Tasks for this exercise:
**A.** From the storvsc thread, list every kernel version tag in its subject line.
**B.** Render this sentence from the storvsc thread in Spanish: "Hyper-V host emulation of SCSI for virtual DVD device reports SCSI version 0 (UNKNOWN) but is still capable of supporting REPORTLUN."
**C.** Carry on the storvsc thread from the point at which it stops.

Document extract:

[REGRESSION][Stable][v3.12.y][v4.4.y][v4.9.y][v4.10.y][v4.11-rc1] scsi: storvsc: properly set residual data length on errors

Stephen Hemminger sthemmin at microsoft.com
Tue Mar 28 16:14:09 UTC 2017


I decided not to send it to stable since problem was only observed on 4.11 but it is probably endemic to all GEN2 VM's

-----Original Message-----
From: Joseph Salisbury [mailto:joseph.salisbury at canonical.com] 
Sent: Tuesday, March 28, 2017 7:29 AM
To: Stephen Hemminger <sthemmin at microsoft.com>; Long Li <longli at microsoft.com>
Cc: KY Srinivasan <kys at microsoft.com>; Martin K. Petersen <martin.petersen at oracle.com>; Haiyang Zhang <haiyangz at microsoft.com>; jejb at linux.vnet.ibm.com; devel at linuxdriverproject.org; linux-scsi <linux-scsi at vger.kernel.org>; LKML <linux-kernel at vger.kernel.org>; stable at vger.kernel.org; Greg KH <gregkh at linuxfoundation.org>
Subject: Re: [REGRESSION][Stable][v3.12.y][v4.4.y][v4.9.y][v4.10.y][v4.11-rc1] scsi: storvsc: properly set residual data length on errors

On 03/27/2017 06:14 PM, Stephen Hemminger wrote:
> Are you sure the real problem is not the one fixed by this commit?
>
> commit f1c635b439a5c01776fe3a25b1e2dc546ea82e6f
> Author: Stephen Hemminger <stephen at networkplumber.org>
> Date:   Tue Mar 7 09:15:53 2017 -0800
>
>     scsi: storvsc: Workaround for virtual DVD SCSI version
>     
>     Hyper-V host emulation of SCSI for virtual DVD device reports SCSI
>     version 0 (UNKNOWN) but is still capable of supporting REPORTLUN.

Data section:
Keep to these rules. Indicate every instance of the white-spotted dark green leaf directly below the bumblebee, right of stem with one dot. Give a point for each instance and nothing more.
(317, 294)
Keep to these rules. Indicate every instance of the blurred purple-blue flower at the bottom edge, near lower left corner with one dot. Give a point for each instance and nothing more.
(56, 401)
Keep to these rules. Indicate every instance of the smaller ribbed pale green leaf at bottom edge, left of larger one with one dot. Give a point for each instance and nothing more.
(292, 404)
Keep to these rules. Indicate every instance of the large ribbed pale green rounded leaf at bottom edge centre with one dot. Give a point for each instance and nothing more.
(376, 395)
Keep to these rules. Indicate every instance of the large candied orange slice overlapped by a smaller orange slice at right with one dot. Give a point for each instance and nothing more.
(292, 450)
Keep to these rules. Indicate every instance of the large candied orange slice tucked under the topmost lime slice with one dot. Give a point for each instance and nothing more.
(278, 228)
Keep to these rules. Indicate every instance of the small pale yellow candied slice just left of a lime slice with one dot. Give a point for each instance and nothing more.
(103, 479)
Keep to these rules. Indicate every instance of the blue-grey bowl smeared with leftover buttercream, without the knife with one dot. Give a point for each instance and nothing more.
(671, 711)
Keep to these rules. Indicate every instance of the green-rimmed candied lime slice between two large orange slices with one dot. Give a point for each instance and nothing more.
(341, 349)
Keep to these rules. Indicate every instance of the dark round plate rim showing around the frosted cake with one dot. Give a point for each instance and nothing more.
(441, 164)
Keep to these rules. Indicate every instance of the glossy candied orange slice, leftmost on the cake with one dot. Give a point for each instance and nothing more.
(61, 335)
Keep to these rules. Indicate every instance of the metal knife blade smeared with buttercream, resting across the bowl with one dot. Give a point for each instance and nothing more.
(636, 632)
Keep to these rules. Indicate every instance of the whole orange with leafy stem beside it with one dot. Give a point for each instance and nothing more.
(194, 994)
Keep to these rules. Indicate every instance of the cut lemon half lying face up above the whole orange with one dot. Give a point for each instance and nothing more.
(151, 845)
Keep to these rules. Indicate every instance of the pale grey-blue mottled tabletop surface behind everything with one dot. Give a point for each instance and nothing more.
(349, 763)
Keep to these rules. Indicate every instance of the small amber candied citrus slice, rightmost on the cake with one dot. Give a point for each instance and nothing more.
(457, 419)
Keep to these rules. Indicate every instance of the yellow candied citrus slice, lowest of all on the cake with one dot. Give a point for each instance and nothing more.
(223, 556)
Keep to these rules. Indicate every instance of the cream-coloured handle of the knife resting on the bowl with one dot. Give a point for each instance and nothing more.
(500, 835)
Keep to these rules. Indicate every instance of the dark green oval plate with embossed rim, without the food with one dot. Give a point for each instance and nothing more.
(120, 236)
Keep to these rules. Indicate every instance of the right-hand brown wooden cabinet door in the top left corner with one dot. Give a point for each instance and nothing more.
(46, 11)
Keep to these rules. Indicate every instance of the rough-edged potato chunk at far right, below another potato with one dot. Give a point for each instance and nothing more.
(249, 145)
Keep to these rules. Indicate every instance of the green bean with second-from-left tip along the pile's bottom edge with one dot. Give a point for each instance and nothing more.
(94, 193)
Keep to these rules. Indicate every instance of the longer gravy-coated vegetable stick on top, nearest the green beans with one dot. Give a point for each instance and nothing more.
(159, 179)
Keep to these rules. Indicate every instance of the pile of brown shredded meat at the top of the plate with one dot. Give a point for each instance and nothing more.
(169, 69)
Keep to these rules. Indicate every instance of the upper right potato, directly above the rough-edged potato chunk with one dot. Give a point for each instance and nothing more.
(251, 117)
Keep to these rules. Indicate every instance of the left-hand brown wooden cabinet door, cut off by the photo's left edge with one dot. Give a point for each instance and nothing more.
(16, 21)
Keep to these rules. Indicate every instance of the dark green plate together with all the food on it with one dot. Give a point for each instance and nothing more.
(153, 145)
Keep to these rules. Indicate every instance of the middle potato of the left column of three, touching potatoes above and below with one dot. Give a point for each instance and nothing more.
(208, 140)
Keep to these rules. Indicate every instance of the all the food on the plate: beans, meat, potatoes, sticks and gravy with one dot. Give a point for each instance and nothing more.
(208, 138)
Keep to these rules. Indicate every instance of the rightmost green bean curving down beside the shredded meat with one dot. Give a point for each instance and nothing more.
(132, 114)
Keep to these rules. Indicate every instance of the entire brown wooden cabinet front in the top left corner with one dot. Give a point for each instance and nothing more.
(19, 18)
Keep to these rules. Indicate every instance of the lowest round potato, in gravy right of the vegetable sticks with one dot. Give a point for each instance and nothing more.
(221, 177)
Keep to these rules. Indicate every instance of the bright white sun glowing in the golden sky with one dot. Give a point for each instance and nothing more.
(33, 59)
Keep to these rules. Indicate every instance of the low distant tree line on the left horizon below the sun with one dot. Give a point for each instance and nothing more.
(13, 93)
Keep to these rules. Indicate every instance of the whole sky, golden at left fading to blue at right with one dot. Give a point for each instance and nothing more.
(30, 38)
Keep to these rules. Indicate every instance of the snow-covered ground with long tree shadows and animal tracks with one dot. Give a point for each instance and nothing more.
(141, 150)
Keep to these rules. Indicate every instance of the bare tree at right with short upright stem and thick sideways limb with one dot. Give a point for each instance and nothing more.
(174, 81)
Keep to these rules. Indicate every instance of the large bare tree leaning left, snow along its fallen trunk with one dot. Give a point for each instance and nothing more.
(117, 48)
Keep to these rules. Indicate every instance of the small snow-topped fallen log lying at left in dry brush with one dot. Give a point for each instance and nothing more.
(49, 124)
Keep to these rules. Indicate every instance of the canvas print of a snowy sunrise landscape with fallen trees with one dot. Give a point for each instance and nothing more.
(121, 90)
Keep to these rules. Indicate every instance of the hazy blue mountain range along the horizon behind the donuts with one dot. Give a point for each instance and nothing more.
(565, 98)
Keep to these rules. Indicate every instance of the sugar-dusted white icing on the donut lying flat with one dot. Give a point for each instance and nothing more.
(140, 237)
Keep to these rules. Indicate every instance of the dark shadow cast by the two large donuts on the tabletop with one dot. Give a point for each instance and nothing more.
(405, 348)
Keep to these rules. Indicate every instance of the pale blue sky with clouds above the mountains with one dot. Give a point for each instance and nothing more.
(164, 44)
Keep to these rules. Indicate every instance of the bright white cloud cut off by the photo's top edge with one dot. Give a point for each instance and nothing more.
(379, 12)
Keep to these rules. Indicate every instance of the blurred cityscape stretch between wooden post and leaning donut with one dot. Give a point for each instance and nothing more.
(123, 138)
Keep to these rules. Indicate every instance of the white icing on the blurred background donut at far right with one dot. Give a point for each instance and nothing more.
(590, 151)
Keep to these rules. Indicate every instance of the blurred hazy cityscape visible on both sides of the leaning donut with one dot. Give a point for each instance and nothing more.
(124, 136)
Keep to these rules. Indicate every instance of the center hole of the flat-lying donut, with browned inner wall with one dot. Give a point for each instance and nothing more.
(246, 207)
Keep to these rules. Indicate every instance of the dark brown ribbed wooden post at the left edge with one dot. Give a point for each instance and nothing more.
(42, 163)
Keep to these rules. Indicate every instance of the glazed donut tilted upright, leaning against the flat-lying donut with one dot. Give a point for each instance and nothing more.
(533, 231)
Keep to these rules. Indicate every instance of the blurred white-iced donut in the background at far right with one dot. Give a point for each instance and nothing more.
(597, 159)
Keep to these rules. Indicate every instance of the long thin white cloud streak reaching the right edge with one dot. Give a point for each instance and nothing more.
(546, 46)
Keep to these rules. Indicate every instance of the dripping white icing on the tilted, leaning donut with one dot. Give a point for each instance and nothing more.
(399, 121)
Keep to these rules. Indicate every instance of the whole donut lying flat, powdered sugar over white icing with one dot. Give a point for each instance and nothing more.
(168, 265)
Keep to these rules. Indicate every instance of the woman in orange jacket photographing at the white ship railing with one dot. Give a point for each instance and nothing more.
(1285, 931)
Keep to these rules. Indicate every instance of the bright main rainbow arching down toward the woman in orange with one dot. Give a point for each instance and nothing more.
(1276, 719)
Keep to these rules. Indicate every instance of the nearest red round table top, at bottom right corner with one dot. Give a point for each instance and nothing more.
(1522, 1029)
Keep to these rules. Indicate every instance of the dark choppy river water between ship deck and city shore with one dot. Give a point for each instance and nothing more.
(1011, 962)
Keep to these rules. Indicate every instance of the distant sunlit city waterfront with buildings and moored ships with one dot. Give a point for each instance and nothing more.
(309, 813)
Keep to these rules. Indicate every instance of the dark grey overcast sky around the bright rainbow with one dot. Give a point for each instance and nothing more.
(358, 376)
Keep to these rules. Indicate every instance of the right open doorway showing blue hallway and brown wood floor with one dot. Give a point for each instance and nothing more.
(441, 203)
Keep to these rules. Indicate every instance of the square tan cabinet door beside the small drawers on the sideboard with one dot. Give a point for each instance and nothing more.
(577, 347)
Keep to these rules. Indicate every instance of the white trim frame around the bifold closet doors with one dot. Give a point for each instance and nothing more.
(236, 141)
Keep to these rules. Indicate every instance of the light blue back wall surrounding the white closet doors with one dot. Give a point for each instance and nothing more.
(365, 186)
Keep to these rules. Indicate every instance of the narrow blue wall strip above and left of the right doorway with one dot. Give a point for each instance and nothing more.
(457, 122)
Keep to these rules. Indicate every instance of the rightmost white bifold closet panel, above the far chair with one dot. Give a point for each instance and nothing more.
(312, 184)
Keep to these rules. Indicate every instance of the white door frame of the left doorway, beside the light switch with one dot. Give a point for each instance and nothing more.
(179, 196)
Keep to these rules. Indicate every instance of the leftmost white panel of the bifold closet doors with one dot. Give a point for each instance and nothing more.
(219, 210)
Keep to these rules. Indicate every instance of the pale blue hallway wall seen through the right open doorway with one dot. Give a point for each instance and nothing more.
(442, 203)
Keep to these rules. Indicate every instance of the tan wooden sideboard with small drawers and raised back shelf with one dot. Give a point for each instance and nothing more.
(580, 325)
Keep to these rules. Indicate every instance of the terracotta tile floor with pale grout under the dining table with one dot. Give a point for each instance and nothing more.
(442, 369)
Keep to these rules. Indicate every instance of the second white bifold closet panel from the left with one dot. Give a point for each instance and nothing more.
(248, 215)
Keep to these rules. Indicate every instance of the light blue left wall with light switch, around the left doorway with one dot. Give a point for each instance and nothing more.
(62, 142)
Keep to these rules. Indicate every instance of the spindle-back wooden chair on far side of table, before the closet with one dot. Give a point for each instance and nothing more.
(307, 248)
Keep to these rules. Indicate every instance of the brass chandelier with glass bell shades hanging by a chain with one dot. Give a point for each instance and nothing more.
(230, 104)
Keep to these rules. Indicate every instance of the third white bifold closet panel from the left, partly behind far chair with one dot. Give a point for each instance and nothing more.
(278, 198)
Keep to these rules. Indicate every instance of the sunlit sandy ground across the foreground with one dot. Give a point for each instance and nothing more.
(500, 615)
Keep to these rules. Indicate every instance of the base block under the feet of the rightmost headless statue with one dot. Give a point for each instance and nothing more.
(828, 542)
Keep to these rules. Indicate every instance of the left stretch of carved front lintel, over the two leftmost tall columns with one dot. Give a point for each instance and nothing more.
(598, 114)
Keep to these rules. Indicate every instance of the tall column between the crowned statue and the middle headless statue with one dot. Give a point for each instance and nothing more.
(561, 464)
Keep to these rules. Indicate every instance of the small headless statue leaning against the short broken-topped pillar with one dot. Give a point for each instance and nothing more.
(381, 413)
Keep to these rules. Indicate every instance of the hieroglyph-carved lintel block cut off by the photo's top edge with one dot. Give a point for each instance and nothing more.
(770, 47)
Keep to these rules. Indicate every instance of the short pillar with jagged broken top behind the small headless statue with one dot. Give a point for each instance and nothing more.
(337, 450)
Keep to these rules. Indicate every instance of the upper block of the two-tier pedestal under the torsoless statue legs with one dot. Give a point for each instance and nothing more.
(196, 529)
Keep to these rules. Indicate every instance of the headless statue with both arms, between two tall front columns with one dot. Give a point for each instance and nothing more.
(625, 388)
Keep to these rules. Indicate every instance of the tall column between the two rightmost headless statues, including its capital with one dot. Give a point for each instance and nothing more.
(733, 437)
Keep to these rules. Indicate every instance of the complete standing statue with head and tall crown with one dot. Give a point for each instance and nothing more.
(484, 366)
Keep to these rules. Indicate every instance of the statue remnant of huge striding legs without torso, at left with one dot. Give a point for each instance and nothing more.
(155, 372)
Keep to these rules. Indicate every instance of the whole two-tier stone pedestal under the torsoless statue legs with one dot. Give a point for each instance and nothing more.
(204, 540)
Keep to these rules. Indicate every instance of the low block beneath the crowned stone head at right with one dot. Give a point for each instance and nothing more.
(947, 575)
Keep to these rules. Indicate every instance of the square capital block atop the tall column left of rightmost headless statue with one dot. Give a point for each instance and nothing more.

Per-task answers:
**A.** v3.12.y, v4.4.y, v4.9.y, v4.10.y, v4.11-rc1

**B.** La emulación de SCSI del host Hyper-V para el dispositivo de DVD virtual informa la versión 0 de SCSI (UNKNOWN), pero aun así es capaz de admitir REPORTLUN.

**C.**
>     
>     Without this patch, a GEN2 Linux guest on Hyper-V will not boot 4.11
>     successfully with virtual DVD ROM device. What happens is that the SCSI
>     scan process falls back to doing sequential probing by INQUIRY.  But the
>     storvsc driver has a previous workaround that masks/blocks all errors
>     reports from INQUIRY (or MODE_SENSE) commands.  This workaround causes
>     the scan to then populate a full set of bogus LUN's on the target and
>     then sends kernel spinning off into a death spiral doing block reads on
>     the non-existent LUNs.
>     
>     By setting the correct blacklist flags, the target with the DVD device
>     is scanned with REPORTLUN and that works correctly.
>     
>     Patch needs to go in current 4.11, it is safe but not necessary in older
>     kernels.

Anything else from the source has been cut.